What to work on: Skip the pictures. Transcribe the rest of the data below without changing a word.

[Photo-based point labeling data]
********************

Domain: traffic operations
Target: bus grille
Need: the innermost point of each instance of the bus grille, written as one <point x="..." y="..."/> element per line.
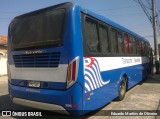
<point x="37" y="60"/>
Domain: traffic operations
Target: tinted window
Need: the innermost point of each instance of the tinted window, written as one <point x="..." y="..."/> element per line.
<point x="126" y="44"/>
<point x="114" y="41"/>
<point x="41" y="29"/>
<point x="134" y="45"/>
<point x="138" y="47"/>
<point x="91" y="35"/>
<point x="120" y="42"/>
<point x="103" y="37"/>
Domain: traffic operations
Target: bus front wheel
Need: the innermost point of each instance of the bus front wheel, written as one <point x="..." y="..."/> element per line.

********************

Worked answer:
Domain: traffic operations
Target: bus grille
Need: the innermost point of each instance of the bus grille, written as one <point x="..." y="..."/> element per line.
<point x="37" y="60"/>
Domain: traffic operations
Target: tinted window
Need: the innermost point of each instance of the tinted window, written as one <point x="..." y="..."/> element per line.
<point x="126" y="44"/>
<point x="114" y="41"/>
<point x="41" y="29"/>
<point x="134" y="45"/>
<point x="138" y="47"/>
<point x="91" y="35"/>
<point x="120" y="42"/>
<point x="103" y="37"/>
Domain: traffic operations
Target: bus front wheel
Need: the innermost point of each instance of the bus front wheel, written as one <point x="..." y="..."/> element per line.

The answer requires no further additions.